THE REQUEST: Continue the mailing-list reply about JNI array handling in the GDAL Java bindings from the point where it stops.
[START EXCERPT]
[gdal-dev] Re: JAVA API - Performance

Fri Nov 20 06:54:48 EST 2009

Ciao Even,
please read below...
-------------------------------------------------------
Ing. Simone Giannecchini
GeoSolutions S.A.S.
Founder - Software Engineer
Via Carignoni 51
55041  Camaiore (LU)
Italy

phone: +39 0584983027
fax:      +39 0584983027
mob:    +39 333 8128928

http://www.geo-solutions.it
http://geo-solutions.blogspot.com/
http://simboss.blogspot.com/
http://www.linkedin.com/in/simonegiannecchini

-------------------------------------------------------

On Wed, Nov 11, 2009 at 12:33 PM, Even Rouault
<even.rouault at mines-paris.org> wrote:
> Selon Simone Giannecchini <simone.giannecchini at geo-solutions.it>:
>
> Simone,
>
> thanks for all this interesting information. I'm doing some experiment with Sun
> JRE 1.6 and I observe that array pinning doesn't really work. I mean that the
> jenv->GetByteArrayElements($input, &isCopy) call always return isCopy ==
> JNI_TRUE, which seems to be confirmed by
> http://elliotth.blogspot.com/2007/03/optimizing-jni-array-access.html (although
> it is a bit outdated now) : "[...] current Sun JVMs never give you a direct
> pointer. They always copy".

I kind of remember that we tested this in the past, but I am not 100%
sure. What I can tell you is that I
did not test this with the modified GDAL bindings.

>
> I've tried GetPrimitiveArrayCritical() / ReleasePrimitiveArrayCritical() and
> I've observed they return non-copy pointers, which make them good candidates.
> Looking at
> http://java.sun.com/j2se/1.3/docs/guide/jni/jni-12.html#GetPrimitiveArrayCritical,
> it appears that there are restrictions to use them. But this is probably OK as
> we don't callback Java code in the RasterIO operations. But I'm not sure if the
> native operation can be considered to be fast enough to use those primitives. It
> depends on the query size and the driver. Perhaps it is not worth the risk and
> that the copy made by the JVM when calling GetByteArrayElements() is not that
> significant for modest size arrays.
>

I decide not to take the risk. The problem with that call is that It
should block the GarbageCollector and this is highly counterproductive
in server side application (you tend to prefer less pause times more
often than  a long pause time once ia while).

> Another possibility is that in the ReadRaster() case, we don't care about the
> initial values of the array. We just want to update it in fact, so we could
> allocate a working buffer in the JNI code, call the native RasterIO() on it and
> upload its content into the Java array with SetByteArrayRegion(). This would
> save one copy.
[END EXCERPT]
[START GIVEN ENTRIES]
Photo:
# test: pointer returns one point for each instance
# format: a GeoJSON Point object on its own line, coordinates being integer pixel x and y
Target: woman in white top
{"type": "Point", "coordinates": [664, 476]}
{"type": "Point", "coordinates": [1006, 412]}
[END GIVEN ENTRIES]
RESULT OF THE TASK:
For the reasons I said in my previous email I would refrain from
allocating raster data inside the native code, the JVM seems to not
like that too much.
Moreover, the Java flag to control the native memory space is prefixed
XX which means that it might stop orking with no notice in a newer
java release.
I guess that the best thing, IMHO, is to stick with pinning and hope
for the best, however, it might be interesting to do kind of a testing
session having the geoserver hitting the gdal code for something like
ECW and see what happens with the different options in term of
stability/performance/robustness, what do you think?

Simone.
>
> Have you also observed this ? Which JNI calls do you use ?
>
> Best regards,
> Even
>
>> Ciao Even,
>> just wanted to add my 2 cents.
>>
>> As you know for the imageio-ext project we have been using the
>> GDAL-JNI bindings (actually a modified version of them) for a while in
>> order to allow Java users to leverage on GDAL using the ImageIO
>> framework which standard in Java.
>> This way we also enabled GeoTools and GeoServer to use GDAL as a datasource.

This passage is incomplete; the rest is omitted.